== Work to complete ==
a – In the race account, which driver won the pole?
b – Name every driver mentioned in the race account.
c – In the race account, copy the passage starting at "The 2018 NAPA" and ending at "189 of 208.".

======== Selected excerpt ========

The 2018 NAPA Auto Parts Idaho 208 was a NASCAR K&N Pro Series West race held at Meridan Speedway in Meridian, Idaho. Hailie Deegan won the race, the first ever victory by a female in K&N Pro Series history. Her Bill McAnally Racing teammates Cole Rouse and Derek Kraus finished second and third respectively. Kraus won the pole and led the most laps, leading the first 189 of 208.

Report

Race

Derek Kraus took the pole and led the first 189 laps. With 20 laps to go, Taylor Canfield, who was making his series debut, spun in front of Kraus and blocked the racetrack. Kraus tried to avoid him but hit the outside wall and lost the lead to his Bill McAnally Racing teammate Cole Rouse. After the ensuing caution, Rouse held the lead until the final lap of the race, when Hailie Deegan tapped his left-rear quarter panel in turn one, making a last-lap pass. Deegan went on to score the win, the first of her career, while Rouse and Kraus finished second and third to complete a podium sweep for BMR. Deegan led only the final lap.

Post-race

Deegan's victory was her first career win and the first win by a female in history at the K&N Pro Series West level of NASCAR. Deegan was ecstatic after the win, explaining, "This has to be the best day of my life right here. It doesn't get any better than this. People don't understand how many days, how many hours I've put into this. How much work I've done to get to this moment. It’s just amazing … this is the happiest day of my life."

======== Record extracts ========

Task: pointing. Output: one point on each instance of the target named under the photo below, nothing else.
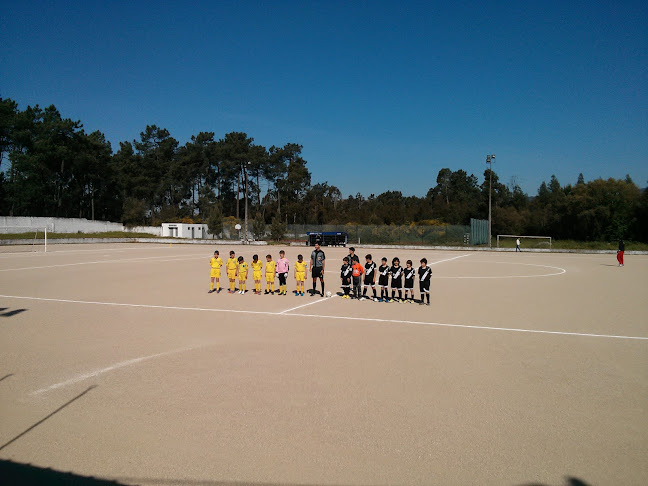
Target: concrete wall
(73, 225)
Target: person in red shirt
(357, 272)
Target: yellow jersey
(257, 267)
(242, 270)
(231, 264)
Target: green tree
(278, 228)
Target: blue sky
(382, 95)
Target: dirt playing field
(527, 368)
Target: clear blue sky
(380, 94)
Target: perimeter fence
(453, 235)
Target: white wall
(74, 225)
(185, 230)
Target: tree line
(52, 167)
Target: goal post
(30, 238)
(525, 241)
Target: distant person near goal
(317, 264)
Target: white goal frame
(521, 236)
(27, 230)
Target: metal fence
(478, 231)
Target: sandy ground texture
(526, 369)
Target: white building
(184, 230)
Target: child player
(345, 275)
(242, 273)
(396, 272)
(425, 274)
(215, 262)
(410, 273)
(300, 274)
(357, 271)
(370, 277)
(231, 265)
(283, 265)
(383, 280)
(257, 267)
(271, 270)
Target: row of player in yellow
(238, 268)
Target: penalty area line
(318, 316)
(101, 371)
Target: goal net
(23, 238)
(509, 241)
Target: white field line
(318, 316)
(448, 259)
(559, 272)
(316, 301)
(116, 366)
(97, 262)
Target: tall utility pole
(489, 160)
(246, 180)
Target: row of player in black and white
(396, 278)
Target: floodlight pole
(245, 234)
(489, 160)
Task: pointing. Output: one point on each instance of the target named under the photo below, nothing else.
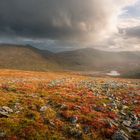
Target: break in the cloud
(68, 21)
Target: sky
(61, 25)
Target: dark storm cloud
(57, 19)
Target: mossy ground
(65, 96)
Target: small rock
(2, 134)
(74, 119)
(64, 107)
(127, 123)
(43, 108)
(75, 132)
(86, 129)
(119, 136)
(7, 109)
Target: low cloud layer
(84, 22)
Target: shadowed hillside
(91, 59)
(30, 58)
(25, 57)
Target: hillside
(30, 58)
(91, 59)
(54, 106)
(25, 57)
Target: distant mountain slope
(30, 58)
(91, 59)
(25, 57)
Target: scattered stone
(7, 109)
(2, 134)
(127, 123)
(64, 107)
(75, 132)
(43, 108)
(119, 135)
(74, 119)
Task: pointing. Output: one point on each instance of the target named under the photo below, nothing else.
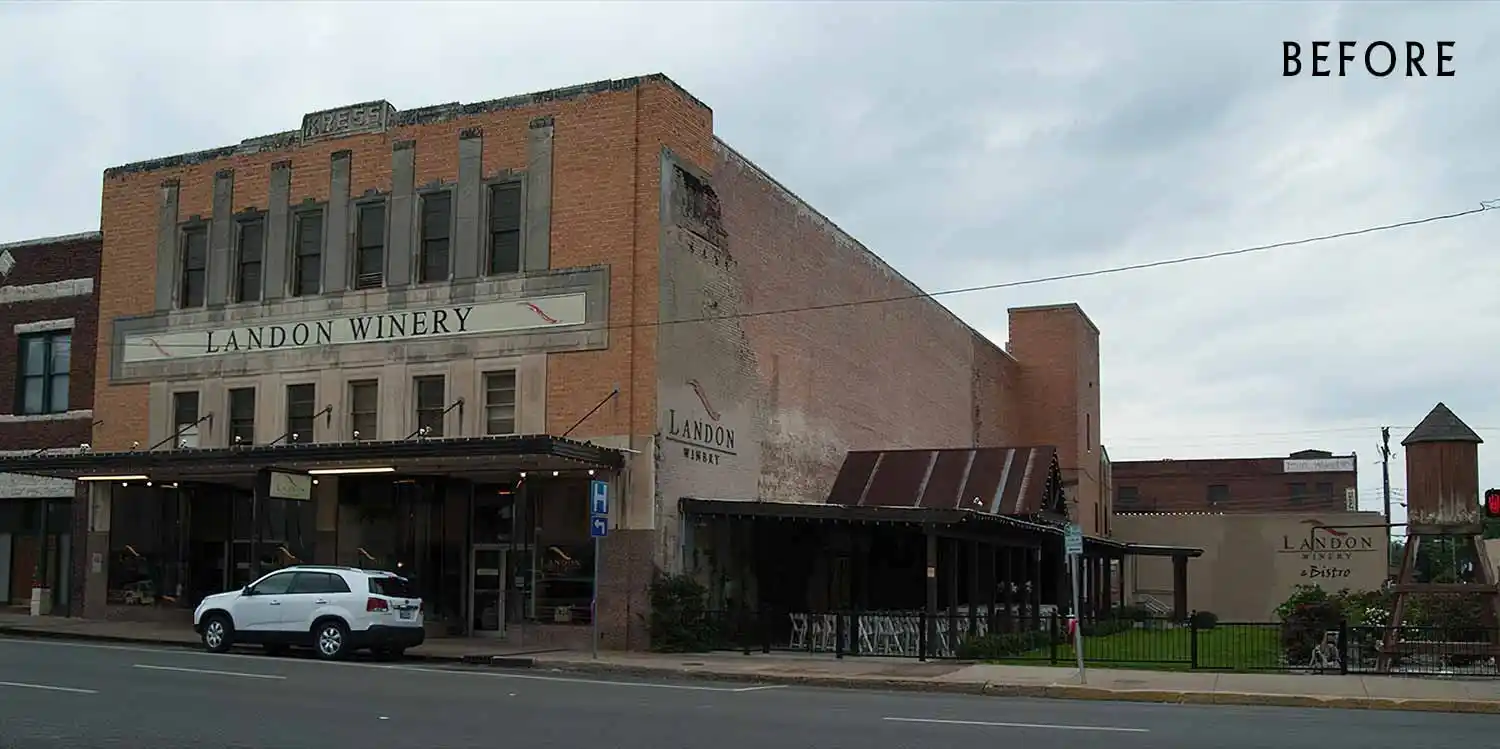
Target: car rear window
(392, 587)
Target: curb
(887, 683)
(1043, 691)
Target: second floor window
(369, 254)
(435, 218)
(248, 273)
(45, 362)
(365, 410)
(194, 281)
(242, 416)
(300, 409)
(504, 228)
(500, 403)
(308, 261)
(431, 404)
(185, 419)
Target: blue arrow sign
(599, 497)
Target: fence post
(1052, 638)
(1193, 640)
(1343, 647)
(839, 632)
(921, 637)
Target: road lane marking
(50, 688)
(209, 671)
(990, 724)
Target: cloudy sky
(1037, 140)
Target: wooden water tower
(1443, 502)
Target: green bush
(1002, 644)
(1203, 619)
(680, 620)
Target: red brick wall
(1254, 485)
(603, 212)
(75, 257)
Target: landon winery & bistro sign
(1331, 553)
(365, 327)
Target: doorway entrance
(488, 590)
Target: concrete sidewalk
(1364, 692)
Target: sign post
(597, 529)
(1073, 545)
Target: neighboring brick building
(1308, 481)
(48, 314)
(540, 266)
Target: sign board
(1317, 466)
(393, 326)
(599, 497)
(290, 487)
(1073, 539)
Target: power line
(1484, 206)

========

== Correct answers ==
a – Derek Kraus won the pole.

b – Hailie Deegan, Cole Rouse, Derek Kraus, Taylor Canfield

c –
The 2018 NAPA Auto Parts Idaho 208 was a NASCAR K&N Pro Series West race held at Meridan Speedway in Meridian, Idaho. Hailie Deegan won the race, the first ever victory by a female in K&N Pro Series history. Her Bill McAnally Racing teammates Cole Rouse and Derek Kraus finished second and third respectively. Kraus won the pole and led the most laps, leading the first 189 of 208.